◆ Exercise objective ◆
Scan the lines below for the string "like" and copy every one that has it.
******************************
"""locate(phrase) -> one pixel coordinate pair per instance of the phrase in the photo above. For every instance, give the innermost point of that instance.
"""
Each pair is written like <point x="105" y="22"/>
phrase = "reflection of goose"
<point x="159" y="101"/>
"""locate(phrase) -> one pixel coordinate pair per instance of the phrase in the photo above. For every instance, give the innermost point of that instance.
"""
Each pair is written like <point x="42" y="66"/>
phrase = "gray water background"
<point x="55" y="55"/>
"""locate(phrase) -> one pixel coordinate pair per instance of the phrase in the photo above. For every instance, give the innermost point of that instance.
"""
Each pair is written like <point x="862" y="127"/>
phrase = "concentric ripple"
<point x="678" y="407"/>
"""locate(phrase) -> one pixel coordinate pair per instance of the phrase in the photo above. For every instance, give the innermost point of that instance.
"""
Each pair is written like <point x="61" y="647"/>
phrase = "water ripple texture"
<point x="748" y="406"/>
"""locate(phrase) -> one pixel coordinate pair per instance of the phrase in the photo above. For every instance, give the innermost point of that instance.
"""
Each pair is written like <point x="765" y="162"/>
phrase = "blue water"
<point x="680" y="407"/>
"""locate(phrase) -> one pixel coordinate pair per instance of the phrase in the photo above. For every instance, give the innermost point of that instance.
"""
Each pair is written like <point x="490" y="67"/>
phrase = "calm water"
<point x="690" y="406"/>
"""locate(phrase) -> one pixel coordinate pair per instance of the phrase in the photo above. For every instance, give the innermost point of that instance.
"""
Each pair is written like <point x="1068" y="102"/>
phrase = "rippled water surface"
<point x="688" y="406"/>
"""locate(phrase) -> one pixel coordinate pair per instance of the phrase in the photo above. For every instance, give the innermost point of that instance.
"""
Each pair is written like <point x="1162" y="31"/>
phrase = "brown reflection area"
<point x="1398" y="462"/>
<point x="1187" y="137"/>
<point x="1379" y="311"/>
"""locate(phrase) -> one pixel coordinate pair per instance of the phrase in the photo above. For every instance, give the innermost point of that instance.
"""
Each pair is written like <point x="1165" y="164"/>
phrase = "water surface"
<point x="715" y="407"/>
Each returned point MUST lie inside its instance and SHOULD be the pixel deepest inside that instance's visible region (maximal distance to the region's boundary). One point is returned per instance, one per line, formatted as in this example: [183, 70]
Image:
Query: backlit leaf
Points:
******************************
◆ The answer ◆
Each pair is written like <point x="105" y="22"/>
Each pair is written like <point x="42" y="66"/>
Each pair is written like <point x="862" y="127"/>
Each pair is written like <point x="61" y="647"/>
Each pair is written like <point x="765" y="162"/>
Each pair is written like <point x="490" y="67"/>
Each pair is written like <point x="1068" y="102"/>
Each pair is written like <point x="1162" y="31"/>
Each pair is written like <point x="1165" y="164"/>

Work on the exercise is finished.